▸ EXERCISE DESCRIPTION
Collect every line of the records that holds the word "mountain", and copy each one in full.

▸ TASK DATA
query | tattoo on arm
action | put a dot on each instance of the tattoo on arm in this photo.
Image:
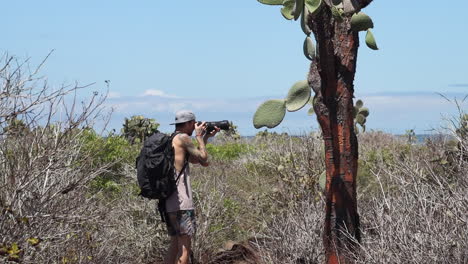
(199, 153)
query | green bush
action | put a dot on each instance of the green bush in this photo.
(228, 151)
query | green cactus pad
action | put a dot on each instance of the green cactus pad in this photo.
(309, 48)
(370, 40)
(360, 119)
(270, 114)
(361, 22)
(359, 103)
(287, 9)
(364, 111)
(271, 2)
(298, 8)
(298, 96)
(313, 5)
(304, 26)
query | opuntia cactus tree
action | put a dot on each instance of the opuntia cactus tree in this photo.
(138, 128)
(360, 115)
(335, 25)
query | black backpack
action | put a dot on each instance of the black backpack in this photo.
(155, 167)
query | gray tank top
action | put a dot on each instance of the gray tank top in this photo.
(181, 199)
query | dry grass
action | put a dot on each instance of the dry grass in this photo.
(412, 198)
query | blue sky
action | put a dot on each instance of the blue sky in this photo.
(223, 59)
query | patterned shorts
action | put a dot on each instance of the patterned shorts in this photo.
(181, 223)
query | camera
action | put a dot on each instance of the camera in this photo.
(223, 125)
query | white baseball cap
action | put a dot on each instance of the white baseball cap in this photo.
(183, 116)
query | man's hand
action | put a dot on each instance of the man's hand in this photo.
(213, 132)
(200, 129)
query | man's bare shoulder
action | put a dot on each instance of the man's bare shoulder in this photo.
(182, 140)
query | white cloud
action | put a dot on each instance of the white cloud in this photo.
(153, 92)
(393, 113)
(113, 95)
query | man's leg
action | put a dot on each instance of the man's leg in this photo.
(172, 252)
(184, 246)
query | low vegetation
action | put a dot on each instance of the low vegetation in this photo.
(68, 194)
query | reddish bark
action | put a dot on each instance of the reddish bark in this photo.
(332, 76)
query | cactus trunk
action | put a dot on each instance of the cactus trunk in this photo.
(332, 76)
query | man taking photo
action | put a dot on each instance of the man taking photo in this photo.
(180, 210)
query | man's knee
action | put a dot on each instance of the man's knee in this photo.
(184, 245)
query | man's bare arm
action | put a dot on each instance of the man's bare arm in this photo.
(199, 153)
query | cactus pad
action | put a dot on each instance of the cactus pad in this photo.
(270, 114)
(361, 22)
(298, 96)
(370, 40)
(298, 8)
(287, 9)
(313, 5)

...

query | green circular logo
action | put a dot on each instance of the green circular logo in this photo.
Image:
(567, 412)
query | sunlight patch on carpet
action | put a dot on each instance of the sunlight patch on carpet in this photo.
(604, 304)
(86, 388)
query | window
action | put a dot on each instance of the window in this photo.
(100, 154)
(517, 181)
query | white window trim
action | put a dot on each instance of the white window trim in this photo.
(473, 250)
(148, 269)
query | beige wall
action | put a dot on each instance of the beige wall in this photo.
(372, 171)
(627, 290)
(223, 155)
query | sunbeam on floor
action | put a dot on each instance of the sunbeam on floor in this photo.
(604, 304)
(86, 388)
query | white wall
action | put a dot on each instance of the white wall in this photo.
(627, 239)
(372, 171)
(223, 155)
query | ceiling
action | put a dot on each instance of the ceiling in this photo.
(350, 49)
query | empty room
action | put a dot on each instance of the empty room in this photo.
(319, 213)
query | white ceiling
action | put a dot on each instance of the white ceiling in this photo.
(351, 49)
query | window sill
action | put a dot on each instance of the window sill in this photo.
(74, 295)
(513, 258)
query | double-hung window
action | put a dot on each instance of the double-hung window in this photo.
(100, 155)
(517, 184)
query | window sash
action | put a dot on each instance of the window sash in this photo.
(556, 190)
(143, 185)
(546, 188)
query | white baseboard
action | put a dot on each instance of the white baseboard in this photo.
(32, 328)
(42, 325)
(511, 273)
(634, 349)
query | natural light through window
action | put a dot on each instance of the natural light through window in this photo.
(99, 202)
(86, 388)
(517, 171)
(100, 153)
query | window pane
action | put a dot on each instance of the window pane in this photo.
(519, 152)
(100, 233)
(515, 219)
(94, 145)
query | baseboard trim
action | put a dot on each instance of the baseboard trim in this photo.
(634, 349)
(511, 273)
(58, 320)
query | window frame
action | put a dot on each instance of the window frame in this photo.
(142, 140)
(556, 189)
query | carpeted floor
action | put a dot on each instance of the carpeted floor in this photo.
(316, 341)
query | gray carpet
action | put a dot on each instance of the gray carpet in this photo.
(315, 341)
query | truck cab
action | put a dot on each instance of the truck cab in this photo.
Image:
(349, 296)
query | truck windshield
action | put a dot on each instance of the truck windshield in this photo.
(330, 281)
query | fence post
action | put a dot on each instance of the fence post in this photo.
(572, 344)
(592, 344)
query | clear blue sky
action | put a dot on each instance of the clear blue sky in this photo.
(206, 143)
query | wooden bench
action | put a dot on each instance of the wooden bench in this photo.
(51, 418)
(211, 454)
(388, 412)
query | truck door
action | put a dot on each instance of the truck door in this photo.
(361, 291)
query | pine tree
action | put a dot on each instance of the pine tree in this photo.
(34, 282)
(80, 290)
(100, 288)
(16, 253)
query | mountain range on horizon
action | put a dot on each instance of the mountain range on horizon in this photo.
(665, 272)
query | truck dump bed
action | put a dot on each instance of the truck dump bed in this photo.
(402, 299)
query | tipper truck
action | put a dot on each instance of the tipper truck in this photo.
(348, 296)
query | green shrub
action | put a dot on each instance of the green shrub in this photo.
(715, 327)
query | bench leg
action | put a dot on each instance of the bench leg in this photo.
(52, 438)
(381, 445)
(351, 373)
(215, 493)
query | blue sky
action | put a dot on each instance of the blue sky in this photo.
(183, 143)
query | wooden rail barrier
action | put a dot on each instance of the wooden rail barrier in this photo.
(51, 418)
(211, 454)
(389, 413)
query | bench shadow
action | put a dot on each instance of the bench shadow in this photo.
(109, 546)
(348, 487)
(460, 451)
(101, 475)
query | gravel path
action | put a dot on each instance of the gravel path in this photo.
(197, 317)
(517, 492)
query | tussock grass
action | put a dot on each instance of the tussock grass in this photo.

▸ COMPLETED EXERCISE
query | mountain range on horizon
action | put a dot on each instance of the mountain range on horizon in this photo.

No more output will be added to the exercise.